-- DATA FOR PROCESSING start --

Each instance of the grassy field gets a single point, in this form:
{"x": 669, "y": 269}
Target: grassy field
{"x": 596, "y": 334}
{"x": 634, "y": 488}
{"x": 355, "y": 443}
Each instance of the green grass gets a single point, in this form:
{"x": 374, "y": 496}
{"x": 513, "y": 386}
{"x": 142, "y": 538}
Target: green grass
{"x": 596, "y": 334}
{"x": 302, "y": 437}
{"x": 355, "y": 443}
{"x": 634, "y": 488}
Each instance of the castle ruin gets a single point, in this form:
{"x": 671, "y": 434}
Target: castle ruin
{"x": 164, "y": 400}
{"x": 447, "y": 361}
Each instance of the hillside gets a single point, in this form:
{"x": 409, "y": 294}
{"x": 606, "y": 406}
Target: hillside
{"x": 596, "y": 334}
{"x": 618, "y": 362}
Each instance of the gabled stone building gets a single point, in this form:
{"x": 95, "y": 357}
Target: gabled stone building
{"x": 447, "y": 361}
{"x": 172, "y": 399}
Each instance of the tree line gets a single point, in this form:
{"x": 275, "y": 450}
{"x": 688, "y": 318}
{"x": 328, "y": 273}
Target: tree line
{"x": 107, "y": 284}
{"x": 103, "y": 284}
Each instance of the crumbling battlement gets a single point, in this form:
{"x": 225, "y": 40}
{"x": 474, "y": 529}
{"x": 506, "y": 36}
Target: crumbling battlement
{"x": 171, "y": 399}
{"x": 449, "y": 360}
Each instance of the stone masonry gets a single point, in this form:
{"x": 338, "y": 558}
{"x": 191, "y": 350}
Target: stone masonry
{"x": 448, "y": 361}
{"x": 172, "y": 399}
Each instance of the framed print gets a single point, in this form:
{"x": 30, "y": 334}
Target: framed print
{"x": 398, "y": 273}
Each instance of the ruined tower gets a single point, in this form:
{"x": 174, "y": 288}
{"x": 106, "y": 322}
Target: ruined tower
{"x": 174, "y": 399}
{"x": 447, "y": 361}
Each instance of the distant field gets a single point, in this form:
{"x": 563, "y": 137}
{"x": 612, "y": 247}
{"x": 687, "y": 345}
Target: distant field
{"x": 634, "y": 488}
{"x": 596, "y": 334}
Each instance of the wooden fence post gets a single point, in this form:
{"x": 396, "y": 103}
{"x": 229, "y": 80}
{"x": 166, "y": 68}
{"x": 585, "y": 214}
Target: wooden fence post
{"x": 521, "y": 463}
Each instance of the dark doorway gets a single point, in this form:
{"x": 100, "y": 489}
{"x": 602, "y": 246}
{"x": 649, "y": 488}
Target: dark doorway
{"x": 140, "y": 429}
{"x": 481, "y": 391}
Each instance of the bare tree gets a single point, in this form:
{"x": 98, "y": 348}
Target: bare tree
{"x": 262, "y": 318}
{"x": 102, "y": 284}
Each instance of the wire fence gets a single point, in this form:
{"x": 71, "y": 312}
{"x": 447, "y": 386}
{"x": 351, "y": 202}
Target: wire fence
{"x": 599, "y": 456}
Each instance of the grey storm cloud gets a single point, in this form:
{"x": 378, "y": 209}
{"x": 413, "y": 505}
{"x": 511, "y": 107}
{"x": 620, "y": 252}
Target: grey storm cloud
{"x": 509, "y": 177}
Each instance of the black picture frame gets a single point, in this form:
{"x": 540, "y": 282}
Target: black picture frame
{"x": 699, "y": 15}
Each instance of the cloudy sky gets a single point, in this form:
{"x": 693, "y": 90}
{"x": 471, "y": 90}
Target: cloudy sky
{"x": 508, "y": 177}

-- DATA FOR PROCESSING end --

GOAL:
Copy out the entire listing above word for word, from its first line through its last, with nothing changed.

PROBLEM SOLUTION:
Each instance of the grassy field gets a single point, in this form:
{"x": 669, "y": 269}
Target: grassy field
{"x": 596, "y": 334}
{"x": 634, "y": 488}
{"x": 355, "y": 443}
Each instance of the green grass gets a single point, in this form:
{"x": 374, "y": 496}
{"x": 513, "y": 386}
{"x": 142, "y": 538}
Target: green grass
{"x": 596, "y": 334}
{"x": 302, "y": 437}
{"x": 355, "y": 443}
{"x": 634, "y": 488}
Each instance of the castle ruin gets a single point, in this form:
{"x": 671, "y": 434}
Target: castle ruin
{"x": 164, "y": 400}
{"x": 447, "y": 361}
Each instance of the hillside gets a single point, in this form:
{"x": 409, "y": 294}
{"x": 606, "y": 406}
Target: hillside
{"x": 596, "y": 334}
{"x": 618, "y": 362}
Each instance of the gabled stone building gets a single point, in this form:
{"x": 95, "y": 357}
Target: gabled stone building
{"x": 447, "y": 361}
{"x": 172, "y": 399}
Each instance of the tree line gets a single point, in this form:
{"x": 275, "y": 450}
{"x": 688, "y": 318}
{"x": 328, "y": 273}
Target: tree line
{"x": 107, "y": 284}
{"x": 103, "y": 284}
Each instance of the crumbling battlement gets a single point, in this form:
{"x": 225, "y": 40}
{"x": 474, "y": 529}
{"x": 506, "y": 36}
Target: crumbling battlement
{"x": 171, "y": 399}
{"x": 449, "y": 360}
Each instance of the stone masonry gets a single point, in this form:
{"x": 338, "y": 558}
{"x": 191, "y": 350}
Target: stone masonry
{"x": 448, "y": 361}
{"x": 172, "y": 399}
Each instance of the framed print gets a single point, in this form:
{"x": 30, "y": 334}
Target: framed print
{"x": 398, "y": 273}
Each instance of the ruined tower gets a single point, in this form:
{"x": 174, "y": 288}
{"x": 106, "y": 322}
Target: ruined tower
{"x": 174, "y": 399}
{"x": 447, "y": 361}
Each instance of the distant field gets a single point, in this form:
{"x": 563, "y": 137}
{"x": 612, "y": 247}
{"x": 687, "y": 345}
Target: distant field
{"x": 634, "y": 488}
{"x": 596, "y": 334}
Each instance of the wooden fence post gets a single point, in this form:
{"x": 396, "y": 103}
{"x": 229, "y": 80}
{"x": 166, "y": 68}
{"x": 585, "y": 214}
Target: wooden fence post
{"x": 521, "y": 463}
Each instance of the dark doorway gets a single point, in this form:
{"x": 100, "y": 489}
{"x": 602, "y": 246}
{"x": 649, "y": 488}
Target: dark doorway
{"x": 140, "y": 429}
{"x": 481, "y": 391}
Each instance of the bare tree gets a single point, in this form:
{"x": 98, "y": 348}
Target: bare tree
{"x": 262, "y": 318}
{"x": 102, "y": 284}
Each instance of the wire fence gets a single point, in this form:
{"x": 71, "y": 312}
{"x": 447, "y": 386}
{"x": 351, "y": 202}
Target: wire fence
{"x": 599, "y": 456}
Each instance of the grey storm cloud gets a single point, in this form:
{"x": 378, "y": 209}
{"x": 413, "y": 505}
{"x": 511, "y": 107}
{"x": 620, "y": 252}
Target: grey storm cloud
{"x": 509, "y": 177}
Each instance of the black picture frame gets a single point, in this form:
{"x": 540, "y": 282}
Target: black picture frame
{"x": 699, "y": 15}
Each instance of the cloudy sky gets a single point, in this form:
{"x": 693, "y": 90}
{"x": 471, "y": 90}
Target: cloudy sky
{"x": 508, "y": 177}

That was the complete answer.